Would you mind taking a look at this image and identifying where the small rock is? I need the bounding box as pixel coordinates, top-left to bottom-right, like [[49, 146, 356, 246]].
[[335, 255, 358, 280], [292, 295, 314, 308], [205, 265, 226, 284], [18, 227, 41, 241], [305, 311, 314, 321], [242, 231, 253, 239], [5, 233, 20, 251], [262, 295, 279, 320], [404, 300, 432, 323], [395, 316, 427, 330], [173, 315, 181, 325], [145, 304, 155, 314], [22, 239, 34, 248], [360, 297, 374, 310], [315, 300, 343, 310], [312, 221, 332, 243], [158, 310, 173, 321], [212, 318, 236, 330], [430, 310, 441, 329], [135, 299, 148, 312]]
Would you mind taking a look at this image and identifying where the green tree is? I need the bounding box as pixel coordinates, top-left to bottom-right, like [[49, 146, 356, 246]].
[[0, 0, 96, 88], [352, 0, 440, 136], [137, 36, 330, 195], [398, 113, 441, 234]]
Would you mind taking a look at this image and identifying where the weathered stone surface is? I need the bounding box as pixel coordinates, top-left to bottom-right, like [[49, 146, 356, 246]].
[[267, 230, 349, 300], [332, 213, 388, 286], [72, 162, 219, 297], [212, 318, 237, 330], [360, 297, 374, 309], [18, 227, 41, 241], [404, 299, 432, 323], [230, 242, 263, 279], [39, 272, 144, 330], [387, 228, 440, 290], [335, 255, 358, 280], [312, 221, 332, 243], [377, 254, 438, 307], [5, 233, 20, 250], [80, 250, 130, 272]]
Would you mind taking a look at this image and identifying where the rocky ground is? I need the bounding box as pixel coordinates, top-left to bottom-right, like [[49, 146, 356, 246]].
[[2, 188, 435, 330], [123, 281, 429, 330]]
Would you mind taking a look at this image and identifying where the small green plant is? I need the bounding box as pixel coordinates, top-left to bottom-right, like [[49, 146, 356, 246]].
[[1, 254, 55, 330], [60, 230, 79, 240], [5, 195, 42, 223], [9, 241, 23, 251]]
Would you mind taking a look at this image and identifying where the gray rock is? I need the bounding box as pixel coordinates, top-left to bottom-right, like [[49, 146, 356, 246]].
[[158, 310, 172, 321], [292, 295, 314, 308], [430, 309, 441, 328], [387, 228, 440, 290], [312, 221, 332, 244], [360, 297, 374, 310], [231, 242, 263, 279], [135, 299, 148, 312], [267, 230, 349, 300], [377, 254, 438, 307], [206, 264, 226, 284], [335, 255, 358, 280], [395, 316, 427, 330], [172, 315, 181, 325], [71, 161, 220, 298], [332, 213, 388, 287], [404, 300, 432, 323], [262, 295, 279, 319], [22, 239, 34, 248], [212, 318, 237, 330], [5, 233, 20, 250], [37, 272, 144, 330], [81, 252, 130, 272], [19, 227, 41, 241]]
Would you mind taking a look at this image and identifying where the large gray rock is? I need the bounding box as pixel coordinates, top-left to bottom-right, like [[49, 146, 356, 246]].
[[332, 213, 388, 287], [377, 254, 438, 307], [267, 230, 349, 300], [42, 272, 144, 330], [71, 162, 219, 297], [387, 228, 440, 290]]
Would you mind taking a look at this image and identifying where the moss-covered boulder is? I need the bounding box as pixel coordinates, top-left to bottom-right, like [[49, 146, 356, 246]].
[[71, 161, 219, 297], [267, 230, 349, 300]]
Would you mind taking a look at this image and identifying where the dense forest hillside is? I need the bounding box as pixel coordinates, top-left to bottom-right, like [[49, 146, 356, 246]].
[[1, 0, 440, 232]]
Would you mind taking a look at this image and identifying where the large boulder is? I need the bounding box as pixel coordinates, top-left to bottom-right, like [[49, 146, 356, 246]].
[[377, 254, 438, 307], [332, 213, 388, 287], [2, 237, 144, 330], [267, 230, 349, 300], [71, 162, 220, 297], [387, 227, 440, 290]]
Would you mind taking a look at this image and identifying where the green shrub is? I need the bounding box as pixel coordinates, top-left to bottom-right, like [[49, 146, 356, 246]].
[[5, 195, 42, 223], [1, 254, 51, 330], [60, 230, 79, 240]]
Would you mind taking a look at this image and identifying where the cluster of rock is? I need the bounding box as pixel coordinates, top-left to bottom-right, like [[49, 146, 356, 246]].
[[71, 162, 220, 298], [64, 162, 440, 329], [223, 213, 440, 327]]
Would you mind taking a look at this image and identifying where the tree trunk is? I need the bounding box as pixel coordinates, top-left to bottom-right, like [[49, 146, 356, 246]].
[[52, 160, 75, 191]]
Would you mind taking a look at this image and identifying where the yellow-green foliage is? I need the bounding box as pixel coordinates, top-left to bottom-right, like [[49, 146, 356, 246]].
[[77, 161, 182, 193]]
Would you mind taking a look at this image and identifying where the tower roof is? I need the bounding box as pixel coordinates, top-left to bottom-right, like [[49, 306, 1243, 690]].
::::::::
▶ _YOUR GOAL_: Repeat, word for word, the lines of the data that start with the line containing "where the moss-covered" and run through the line containing "[[71, 161, 219, 297], [267, 230, 349, 300]]", including both.

▶ _TASK RESULT_:
Would you mind taking a look at this image and identifying where the moss-covered boulder is? I need the bounding box as pixel coordinates, top-left to bottom-right, like [[49, 146, 356, 246]].
[[71, 161, 219, 297], [267, 230, 349, 300]]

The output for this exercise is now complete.